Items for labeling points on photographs
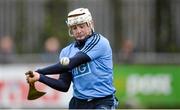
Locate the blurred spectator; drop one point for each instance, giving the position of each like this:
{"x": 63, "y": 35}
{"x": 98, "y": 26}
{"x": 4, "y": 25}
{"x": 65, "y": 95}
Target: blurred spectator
{"x": 52, "y": 47}
{"x": 127, "y": 50}
{"x": 6, "y": 49}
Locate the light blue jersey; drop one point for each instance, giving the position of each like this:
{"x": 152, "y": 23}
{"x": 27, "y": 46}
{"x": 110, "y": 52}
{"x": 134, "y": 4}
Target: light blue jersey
{"x": 95, "y": 78}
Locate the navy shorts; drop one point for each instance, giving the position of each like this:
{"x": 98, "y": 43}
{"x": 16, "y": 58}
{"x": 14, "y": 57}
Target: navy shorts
{"x": 108, "y": 102}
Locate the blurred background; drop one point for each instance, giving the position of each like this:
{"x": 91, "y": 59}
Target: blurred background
{"x": 144, "y": 35}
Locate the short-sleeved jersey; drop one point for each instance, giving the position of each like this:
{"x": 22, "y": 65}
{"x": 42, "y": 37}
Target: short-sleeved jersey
{"x": 95, "y": 78}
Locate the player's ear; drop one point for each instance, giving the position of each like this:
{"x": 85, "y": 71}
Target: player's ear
{"x": 70, "y": 32}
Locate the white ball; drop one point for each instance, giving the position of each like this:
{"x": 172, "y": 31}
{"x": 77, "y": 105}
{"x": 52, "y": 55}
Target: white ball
{"x": 64, "y": 61}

§ **Work to do**
Reproduce all of the items above verbatim, with the pictures omitted.

§ **Expected answer**
Locate the blurred spectator; drop one point for each instance, giving the position of each like this:
{"x": 63, "y": 35}
{"x": 98, "y": 26}
{"x": 4, "y": 25}
{"x": 65, "y": 95}
Target: blurred spectator
{"x": 52, "y": 47}
{"x": 127, "y": 50}
{"x": 6, "y": 49}
Locate the light blue jersey; drop one point for each instance, giving the position of each like this:
{"x": 152, "y": 23}
{"x": 27, "y": 46}
{"x": 110, "y": 52}
{"x": 134, "y": 4}
Target: light blue jersey
{"x": 95, "y": 78}
Locate the navy shorts; drop one point for each instance, giving the position of each like this:
{"x": 98, "y": 43}
{"x": 16, "y": 58}
{"x": 14, "y": 57}
Target: navy shorts
{"x": 108, "y": 102}
Locate the blurred background; drop one point for each instance, giving the position of each like this:
{"x": 91, "y": 59}
Target: blurred background
{"x": 144, "y": 35}
Locate the short-sleeved jersey; drop one point for each instance, giving the position of each like this:
{"x": 22, "y": 65}
{"x": 42, "y": 37}
Target: short-sleeved jersey
{"x": 95, "y": 78}
Locate the player's ear; drop one point for each instance, giving the position of each like this:
{"x": 85, "y": 71}
Target: player's ear
{"x": 70, "y": 32}
Locate the white ball; drop one point for each instance, giving the position of each like this:
{"x": 172, "y": 31}
{"x": 77, "y": 105}
{"x": 52, "y": 55}
Target: white ball
{"x": 64, "y": 61}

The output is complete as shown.